Turn the items in the stretch from the line containing "Task: tag every instance of the yellow" through the end of the items into a two-column CSV with the columns item and answer. Give one row per item, and put each value in a single quoted field with its line breaks replaced by spaces.

◆ PROVIDED INFORMATION:
--- Start ---
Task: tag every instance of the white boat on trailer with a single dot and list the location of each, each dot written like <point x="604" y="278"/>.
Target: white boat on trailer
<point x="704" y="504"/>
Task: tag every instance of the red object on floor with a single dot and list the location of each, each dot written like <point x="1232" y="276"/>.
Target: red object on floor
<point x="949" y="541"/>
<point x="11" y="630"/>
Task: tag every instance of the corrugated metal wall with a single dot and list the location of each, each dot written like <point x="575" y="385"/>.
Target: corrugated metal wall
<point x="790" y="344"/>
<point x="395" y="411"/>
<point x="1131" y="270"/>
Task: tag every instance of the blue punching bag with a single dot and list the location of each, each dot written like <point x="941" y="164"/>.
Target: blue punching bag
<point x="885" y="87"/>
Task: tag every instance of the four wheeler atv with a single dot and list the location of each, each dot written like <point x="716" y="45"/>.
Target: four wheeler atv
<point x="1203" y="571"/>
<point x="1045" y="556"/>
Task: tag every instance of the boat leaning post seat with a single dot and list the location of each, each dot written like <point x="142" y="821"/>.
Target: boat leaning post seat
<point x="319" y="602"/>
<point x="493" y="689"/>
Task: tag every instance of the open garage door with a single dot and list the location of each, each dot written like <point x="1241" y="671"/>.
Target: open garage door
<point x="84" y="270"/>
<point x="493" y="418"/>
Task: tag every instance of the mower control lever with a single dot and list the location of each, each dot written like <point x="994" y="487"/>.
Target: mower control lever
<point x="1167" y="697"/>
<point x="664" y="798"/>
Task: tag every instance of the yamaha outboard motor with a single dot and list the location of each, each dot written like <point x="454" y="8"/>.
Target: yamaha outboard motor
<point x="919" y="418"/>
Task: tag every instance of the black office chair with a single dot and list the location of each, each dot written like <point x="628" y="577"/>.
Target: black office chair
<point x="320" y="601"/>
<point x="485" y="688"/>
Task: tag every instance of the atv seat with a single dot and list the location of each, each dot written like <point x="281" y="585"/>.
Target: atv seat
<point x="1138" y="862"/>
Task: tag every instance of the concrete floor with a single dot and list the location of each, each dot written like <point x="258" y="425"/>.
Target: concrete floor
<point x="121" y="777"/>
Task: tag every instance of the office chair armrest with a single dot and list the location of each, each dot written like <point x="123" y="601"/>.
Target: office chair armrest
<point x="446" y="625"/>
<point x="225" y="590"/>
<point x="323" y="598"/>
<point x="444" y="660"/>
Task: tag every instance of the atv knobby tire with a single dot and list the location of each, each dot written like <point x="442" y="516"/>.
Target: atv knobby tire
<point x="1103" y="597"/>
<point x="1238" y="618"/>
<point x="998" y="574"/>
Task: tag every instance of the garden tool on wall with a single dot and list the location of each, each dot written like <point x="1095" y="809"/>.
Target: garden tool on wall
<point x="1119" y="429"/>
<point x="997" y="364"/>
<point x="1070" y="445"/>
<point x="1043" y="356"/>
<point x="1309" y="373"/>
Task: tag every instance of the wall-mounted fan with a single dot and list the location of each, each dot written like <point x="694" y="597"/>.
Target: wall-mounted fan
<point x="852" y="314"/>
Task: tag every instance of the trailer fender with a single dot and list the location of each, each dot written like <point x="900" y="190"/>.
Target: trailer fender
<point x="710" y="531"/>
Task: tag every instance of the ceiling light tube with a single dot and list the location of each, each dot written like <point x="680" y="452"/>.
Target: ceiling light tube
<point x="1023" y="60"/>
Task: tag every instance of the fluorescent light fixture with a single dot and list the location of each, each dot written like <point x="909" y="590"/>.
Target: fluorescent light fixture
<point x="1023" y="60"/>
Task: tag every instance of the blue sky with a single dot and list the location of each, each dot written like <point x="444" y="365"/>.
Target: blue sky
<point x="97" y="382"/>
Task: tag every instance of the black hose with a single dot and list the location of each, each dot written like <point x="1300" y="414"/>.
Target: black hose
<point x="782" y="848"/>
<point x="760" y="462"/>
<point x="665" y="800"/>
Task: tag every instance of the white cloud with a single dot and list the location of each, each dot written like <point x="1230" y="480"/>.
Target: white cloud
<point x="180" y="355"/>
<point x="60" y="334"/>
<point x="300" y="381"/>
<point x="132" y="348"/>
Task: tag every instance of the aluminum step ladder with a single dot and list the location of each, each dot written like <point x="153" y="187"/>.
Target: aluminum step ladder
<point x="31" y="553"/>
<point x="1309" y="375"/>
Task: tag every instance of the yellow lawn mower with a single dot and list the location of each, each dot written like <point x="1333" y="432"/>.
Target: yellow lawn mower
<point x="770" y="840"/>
--- End ---
◆ TASK ANSWER:
item,answer
"Task: tag every instance of the yellow lawn mower with a single dot and list the location of each, each dot written like <point x=""1333"" y=""432""/>. Target: yellow lawn mower","<point x=""770"" y=""840""/>"